**Goal**
Swap "office tower" for "apartment block" throughout the items below, and reproduce them with no other changes.

**Records supplied**
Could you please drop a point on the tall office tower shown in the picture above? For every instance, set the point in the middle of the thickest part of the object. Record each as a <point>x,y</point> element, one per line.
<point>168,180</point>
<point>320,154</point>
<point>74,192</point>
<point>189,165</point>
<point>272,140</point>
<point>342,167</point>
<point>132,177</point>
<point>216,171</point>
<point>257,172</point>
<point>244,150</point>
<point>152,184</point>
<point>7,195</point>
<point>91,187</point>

**Task response**
Could you please drop a point on the tall apartment block shown in the picture above? For every instance, set the point in the middle of the thickest part of the object. Record each as a <point>x,y</point> element, one per line.
<point>168,180</point>
<point>320,154</point>
<point>74,192</point>
<point>189,165</point>
<point>272,140</point>
<point>342,167</point>
<point>132,177</point>
<point>216,171</point>
<point>257,172</point>
<point>244,150</point>
<point>152,184</point>
<point>7,195</point>
<point>91,187</point>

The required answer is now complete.